— Start Extracted text —
Hugh S. Fowler (July 24, 1912 – August 2, 1975) was an American film editor with about 38 feature film credits from 1952 – 1972. He was named after his Grandmother,  Mary Ann Stirling, whose family occupied the Stirling Castle in Scotland for 400 years.  She married William Kirk Fowler of Auchtermuchty, County Fife and they emigrated to the US in 1852.

Fowler spent his virtually his entire editing career at Twentieth Century-Fox.  After spending years helping other film editors, including Louis Loeffler, Barbara McLean, William H. Reynolds and Robert Simpson, Fowler was promoted to film editor full-time in 1952; his first movie as a film editor was Phone Call from a Stranger, released that year and directed by Jean Negulesco.  Although he edited only 38 movies in a 20-year career, all of them Twentieth releases, he edited some of the greatest scenes in the studio's history.  Two of them involved the same actress, Marilyn Monroe: her performance of the song "Diamonds are a Girl's Best Friend" from Gentlemen Prefer Blondes (directed by Howard Hawks - 1953) and her blown-skirt scene in The Seven Year Itch (directed by Billy Wilder-1955).
— End Extracted text —
— Start Data section —
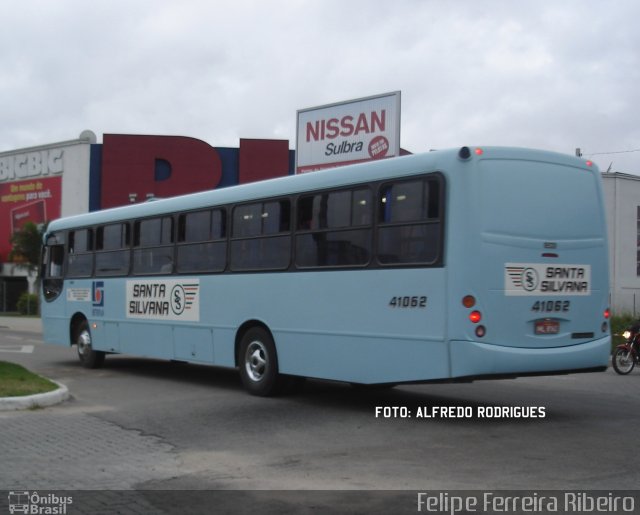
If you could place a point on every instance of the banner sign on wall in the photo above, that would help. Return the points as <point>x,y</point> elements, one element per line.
<point>348,132</point>
<point>37,200</point>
— End Data section —
**Directive A**. According to the Hugh S. Fowler biography, what was his first movie as a film editor?
**Directive B**. Name every film editor the Hugh S. Fowler biography says Fowler helped before he was promoted.
**Directive C**. Carry on the Hugh S. Fowler biography from its final sentence.
The material has no connection to the Hugh S. Fowler biography.

**Output A**. Phone Call from a Stranger, released in 1952 and directed by Jean Negulesco.

**Output B**. Louis Loeffler, Barbara McLean, William H. Reynolds and Robert Simpson.

**Output C**.
It was not until eight years after Monroe's death that Fowler won his Oscar, for the movie Patton (1970).  His final movie, The Life and Times of Judge Roy Bean (1972), was directed by John Huston.  Fowler died in California three years later.  Fowler is remembered for editing primarily Twentieth theatrical releases directed by freelancers, including Howard Hawks (Gentlemen Prefer Blondes), Franklin J. Schaffner (Planet of the Apes (1968), Patton), Frank Tashlin (Will Success Spoil Rock Hunter? (1957)) and Billy Wilder (The Seven Year Itch).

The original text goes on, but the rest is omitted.